Lines before the one containing "Target: sign on building wall" are excluded; reproduce that line and all lines after it in the entries below, exactly.

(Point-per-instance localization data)
== Segment start ==

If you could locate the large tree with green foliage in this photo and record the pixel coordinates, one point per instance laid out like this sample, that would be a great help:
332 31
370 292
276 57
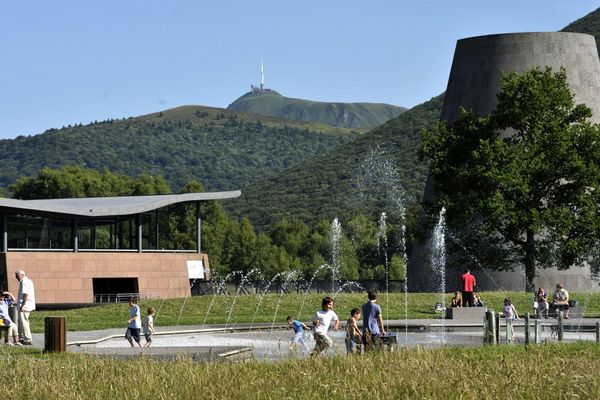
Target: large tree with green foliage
521 185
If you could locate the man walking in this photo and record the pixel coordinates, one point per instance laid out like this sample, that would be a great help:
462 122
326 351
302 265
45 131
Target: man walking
468 284
373 328
25 305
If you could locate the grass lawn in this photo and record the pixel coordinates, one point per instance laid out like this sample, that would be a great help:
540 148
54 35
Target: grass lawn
273 307
556 371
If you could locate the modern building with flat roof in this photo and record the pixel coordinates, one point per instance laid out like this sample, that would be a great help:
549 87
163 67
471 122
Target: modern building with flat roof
87 250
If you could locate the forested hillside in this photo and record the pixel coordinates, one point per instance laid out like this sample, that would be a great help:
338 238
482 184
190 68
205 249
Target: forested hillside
346 115
367 175
221 148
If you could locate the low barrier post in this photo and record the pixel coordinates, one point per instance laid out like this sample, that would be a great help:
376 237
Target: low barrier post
560 327
55 334
490 327
526 329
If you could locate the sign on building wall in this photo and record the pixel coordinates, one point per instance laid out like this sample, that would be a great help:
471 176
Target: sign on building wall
195 269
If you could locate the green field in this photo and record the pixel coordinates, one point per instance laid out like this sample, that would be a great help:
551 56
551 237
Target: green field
557 371
273 307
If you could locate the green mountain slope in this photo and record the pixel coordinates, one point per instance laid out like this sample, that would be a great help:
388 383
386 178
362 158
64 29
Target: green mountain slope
347 115
369 173
223 149
333 184
589 24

== Segment end ==

**Output for this exercise**
Target: sign on building wall
195 269
If you could locate the green field in this photo and record the pixel coordinates, one point per instance laid out like this sample, that would be a great help:
551 56
551 237
Target: green field
557 371
273 307
If you could locate the green mountain slope in this photo and record the pixel coordinates, one point per instance laid out like this sample, that would be a great help:
388 383
386 178
362 158
64 29
Target: green mountain slope
347 115
369 173
223 149
333 184
589 24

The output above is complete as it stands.